§ **EXERCISE TASK A**
Count the rows below that contain the word "yellow", treating case as significant, and give only the number.

Perfect for fans of Barbara Kingsolver and Karen Russell, Where the Crawdads Sing is at once an exquisite ode to the natural world, a heartbreaking coming-of-age story, and a surprising tale of possible murder. Owens reminds us that we are forever shaped by the children we once were, and that we are all subject to the beautiful and violent secrets that nature keeps.
Where the Crawdads Sing Reviews
*5 Stars, easily!*
WHERE THE CRAWDADS SING is a gentle yet symbolic depiction of the valiant survival of Kya Clark—a reclusive young girl who has been abandoned by her parents, siblings, school system, the entire town surrounding her, and what ultimately feels like life itself.
Mother Nature has literally become Kya’s caretaker, and deep in a lonely Marsh along the North Carolina coast is where Kya will not only hide, but blossom into a primal independent being, coaxed inside the loyal embrace of an indiscriminate wilderness as she embodies its uninhibited spirit.
Until a young boy from “yonder” befriends Kya, and her lonely existence is shaken straight to its solemn core. Add to that the curious unsolved murder of the town’s local “Golden Boy”, and all that’s left to say is GAME. ON.

[Dataset records]
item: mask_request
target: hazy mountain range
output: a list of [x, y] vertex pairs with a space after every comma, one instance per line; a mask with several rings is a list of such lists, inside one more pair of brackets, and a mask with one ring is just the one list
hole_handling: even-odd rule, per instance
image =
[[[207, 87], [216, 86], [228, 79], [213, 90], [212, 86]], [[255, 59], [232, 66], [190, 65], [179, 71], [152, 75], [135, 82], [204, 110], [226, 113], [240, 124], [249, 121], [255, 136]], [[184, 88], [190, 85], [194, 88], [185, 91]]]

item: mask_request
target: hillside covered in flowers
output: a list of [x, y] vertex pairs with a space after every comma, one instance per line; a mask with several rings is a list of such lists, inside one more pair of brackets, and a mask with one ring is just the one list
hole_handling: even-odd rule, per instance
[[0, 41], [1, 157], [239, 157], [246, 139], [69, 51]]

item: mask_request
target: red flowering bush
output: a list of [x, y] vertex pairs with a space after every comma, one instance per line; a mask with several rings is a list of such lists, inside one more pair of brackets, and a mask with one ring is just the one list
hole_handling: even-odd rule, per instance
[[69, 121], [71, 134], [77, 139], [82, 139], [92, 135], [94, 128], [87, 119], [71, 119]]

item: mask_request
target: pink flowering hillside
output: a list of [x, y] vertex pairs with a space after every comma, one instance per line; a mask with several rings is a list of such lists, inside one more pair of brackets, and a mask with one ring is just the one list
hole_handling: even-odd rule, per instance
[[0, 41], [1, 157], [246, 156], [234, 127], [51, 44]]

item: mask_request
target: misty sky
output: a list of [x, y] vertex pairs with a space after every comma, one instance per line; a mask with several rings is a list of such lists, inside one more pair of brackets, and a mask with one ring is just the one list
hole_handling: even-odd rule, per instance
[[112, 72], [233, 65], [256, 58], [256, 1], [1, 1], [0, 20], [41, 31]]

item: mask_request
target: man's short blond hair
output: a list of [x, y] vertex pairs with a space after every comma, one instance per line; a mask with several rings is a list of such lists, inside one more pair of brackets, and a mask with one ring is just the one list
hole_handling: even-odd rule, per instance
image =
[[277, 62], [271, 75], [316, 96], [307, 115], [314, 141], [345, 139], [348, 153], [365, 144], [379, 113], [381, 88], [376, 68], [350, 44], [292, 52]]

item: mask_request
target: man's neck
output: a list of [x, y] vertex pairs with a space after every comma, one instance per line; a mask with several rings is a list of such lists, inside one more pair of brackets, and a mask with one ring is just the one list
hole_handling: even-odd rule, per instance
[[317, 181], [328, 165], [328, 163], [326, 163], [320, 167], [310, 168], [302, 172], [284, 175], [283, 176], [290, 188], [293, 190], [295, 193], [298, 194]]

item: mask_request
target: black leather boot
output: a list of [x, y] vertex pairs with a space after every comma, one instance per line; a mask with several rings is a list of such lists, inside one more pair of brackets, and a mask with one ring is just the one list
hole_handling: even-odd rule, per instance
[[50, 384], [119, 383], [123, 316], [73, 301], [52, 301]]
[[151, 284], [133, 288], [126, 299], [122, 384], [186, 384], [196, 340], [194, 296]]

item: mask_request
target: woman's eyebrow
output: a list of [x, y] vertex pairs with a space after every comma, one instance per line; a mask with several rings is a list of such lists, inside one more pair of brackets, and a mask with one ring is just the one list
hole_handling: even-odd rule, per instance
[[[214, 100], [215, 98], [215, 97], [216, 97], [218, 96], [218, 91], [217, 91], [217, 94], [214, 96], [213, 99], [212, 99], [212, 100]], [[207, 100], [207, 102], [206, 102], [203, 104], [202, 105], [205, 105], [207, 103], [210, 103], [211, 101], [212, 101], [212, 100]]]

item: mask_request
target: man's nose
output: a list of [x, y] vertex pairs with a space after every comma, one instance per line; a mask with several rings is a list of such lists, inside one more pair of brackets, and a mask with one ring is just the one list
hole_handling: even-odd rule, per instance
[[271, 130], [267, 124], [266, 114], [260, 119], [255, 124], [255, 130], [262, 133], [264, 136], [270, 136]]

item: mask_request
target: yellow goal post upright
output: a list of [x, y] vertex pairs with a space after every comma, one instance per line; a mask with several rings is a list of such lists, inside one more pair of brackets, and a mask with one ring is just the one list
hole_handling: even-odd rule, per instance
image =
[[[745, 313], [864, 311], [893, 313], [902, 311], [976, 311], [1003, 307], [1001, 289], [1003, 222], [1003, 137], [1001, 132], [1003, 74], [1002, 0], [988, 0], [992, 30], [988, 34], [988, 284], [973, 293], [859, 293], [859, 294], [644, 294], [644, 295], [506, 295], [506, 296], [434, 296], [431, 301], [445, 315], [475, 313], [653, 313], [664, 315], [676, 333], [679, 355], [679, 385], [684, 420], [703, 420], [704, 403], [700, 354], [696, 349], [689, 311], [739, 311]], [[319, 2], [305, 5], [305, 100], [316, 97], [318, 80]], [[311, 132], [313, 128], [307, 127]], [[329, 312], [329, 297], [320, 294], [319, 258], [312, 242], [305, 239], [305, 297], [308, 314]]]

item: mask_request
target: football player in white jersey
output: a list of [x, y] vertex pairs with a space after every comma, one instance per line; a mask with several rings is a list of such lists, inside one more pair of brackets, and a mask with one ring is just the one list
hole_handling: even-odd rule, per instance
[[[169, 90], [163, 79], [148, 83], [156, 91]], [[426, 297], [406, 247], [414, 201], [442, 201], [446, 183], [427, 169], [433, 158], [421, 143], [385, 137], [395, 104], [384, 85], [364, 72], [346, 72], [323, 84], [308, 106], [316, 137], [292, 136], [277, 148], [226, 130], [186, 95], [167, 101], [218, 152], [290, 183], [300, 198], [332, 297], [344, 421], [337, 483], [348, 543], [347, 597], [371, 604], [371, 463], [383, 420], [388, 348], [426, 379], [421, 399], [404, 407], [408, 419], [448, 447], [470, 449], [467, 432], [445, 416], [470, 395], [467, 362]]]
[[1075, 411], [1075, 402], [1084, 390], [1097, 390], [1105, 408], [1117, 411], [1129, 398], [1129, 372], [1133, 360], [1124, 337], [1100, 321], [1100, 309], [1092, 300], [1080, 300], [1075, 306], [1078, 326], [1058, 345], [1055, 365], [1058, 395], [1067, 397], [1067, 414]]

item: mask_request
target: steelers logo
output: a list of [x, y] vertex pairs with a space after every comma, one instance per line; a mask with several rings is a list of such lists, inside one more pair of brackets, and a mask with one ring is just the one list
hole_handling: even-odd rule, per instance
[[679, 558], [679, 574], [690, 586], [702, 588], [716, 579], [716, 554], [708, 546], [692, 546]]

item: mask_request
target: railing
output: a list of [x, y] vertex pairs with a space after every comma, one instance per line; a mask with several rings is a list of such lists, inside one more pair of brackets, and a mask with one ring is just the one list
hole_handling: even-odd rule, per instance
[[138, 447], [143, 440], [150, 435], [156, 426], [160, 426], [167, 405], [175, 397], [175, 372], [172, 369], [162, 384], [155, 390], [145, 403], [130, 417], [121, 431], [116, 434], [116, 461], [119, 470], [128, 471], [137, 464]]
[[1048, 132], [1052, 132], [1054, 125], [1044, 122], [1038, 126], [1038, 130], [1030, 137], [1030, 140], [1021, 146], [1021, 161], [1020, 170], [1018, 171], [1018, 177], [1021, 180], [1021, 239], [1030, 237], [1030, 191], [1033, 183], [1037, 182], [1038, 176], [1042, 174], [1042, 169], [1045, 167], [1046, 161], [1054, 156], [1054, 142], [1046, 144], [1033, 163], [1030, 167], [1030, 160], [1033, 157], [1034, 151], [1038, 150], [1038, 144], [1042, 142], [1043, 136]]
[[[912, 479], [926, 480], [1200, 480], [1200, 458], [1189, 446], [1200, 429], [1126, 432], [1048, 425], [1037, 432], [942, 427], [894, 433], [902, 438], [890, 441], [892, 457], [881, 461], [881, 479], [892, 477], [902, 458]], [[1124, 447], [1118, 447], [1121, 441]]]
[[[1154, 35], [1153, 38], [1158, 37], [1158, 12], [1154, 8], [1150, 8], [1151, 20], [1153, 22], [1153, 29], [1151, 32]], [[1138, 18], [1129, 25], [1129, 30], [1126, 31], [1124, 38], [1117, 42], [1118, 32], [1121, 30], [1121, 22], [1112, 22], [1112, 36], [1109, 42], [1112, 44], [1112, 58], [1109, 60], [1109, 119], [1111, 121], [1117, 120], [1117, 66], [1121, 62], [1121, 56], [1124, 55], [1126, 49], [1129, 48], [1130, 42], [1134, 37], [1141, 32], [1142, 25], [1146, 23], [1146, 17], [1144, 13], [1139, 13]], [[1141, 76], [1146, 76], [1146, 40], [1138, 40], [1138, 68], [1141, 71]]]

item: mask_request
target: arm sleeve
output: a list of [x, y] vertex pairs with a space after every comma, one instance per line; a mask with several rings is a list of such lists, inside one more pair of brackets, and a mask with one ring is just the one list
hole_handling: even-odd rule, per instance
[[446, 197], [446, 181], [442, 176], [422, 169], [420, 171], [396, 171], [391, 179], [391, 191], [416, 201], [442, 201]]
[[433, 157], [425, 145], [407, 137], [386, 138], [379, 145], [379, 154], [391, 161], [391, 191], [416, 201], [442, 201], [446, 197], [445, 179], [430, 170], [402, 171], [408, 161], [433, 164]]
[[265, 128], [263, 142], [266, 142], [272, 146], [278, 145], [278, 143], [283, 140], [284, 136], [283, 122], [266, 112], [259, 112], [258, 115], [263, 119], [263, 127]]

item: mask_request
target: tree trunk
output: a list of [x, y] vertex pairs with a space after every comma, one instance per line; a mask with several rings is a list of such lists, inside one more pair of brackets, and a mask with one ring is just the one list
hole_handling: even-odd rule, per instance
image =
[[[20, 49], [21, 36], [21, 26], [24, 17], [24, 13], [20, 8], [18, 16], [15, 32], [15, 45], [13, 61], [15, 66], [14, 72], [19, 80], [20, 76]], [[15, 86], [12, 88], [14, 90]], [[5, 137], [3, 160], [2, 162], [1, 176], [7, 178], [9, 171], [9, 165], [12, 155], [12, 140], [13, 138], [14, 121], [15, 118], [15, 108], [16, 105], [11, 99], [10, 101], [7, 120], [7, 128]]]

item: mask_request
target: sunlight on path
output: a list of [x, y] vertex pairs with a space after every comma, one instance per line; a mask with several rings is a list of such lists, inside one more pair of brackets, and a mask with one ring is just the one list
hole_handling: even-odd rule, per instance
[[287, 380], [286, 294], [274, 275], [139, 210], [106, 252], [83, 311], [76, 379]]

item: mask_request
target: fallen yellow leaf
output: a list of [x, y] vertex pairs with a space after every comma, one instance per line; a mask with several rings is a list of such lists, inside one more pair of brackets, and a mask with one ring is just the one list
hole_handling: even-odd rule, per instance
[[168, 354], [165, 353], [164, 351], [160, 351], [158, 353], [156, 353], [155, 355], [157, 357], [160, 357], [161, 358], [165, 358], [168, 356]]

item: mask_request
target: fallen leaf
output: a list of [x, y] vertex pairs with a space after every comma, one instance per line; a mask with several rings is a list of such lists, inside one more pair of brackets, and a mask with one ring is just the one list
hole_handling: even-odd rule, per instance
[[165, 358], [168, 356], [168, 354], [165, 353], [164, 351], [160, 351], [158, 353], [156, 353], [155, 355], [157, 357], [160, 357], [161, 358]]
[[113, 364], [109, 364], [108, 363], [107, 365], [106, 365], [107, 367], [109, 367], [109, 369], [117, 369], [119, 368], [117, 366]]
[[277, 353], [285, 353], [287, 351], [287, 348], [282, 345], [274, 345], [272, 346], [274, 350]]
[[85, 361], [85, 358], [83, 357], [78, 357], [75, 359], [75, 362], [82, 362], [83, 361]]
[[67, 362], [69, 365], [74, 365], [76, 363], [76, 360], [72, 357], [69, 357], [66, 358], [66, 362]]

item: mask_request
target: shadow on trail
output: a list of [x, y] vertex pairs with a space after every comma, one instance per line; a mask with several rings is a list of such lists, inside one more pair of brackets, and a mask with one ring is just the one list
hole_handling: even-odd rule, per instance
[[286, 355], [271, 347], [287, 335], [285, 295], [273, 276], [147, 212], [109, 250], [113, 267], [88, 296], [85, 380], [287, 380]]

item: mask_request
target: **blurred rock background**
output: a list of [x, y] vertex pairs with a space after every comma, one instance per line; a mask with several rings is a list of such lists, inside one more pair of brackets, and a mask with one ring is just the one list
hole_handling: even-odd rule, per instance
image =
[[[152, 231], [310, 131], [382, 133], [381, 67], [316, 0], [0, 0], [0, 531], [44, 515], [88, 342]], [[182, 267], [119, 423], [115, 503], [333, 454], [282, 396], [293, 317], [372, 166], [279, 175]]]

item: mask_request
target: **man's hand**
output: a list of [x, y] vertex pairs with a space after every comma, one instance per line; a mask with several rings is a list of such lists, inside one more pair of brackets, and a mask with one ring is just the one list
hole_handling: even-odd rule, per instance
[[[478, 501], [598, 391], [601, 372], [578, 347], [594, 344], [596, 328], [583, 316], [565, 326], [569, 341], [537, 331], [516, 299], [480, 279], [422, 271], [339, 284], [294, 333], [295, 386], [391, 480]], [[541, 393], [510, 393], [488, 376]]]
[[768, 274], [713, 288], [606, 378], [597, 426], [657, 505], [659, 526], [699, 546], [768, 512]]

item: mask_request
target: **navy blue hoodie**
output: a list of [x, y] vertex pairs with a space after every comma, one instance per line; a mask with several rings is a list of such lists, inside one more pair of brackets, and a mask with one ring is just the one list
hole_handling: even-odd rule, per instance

§ **EXERCISE TASK B**
According to the Where the Crawdads Sing passage, who or what has abandoned Kya Clark? List each one.

§ **WRITTEN ANSWER A**
2

§ **WRITTEN ANSWER B**
- her parents
- her siblings
- the school system
- the entire town surrounding her
- what ultimately feels like life itself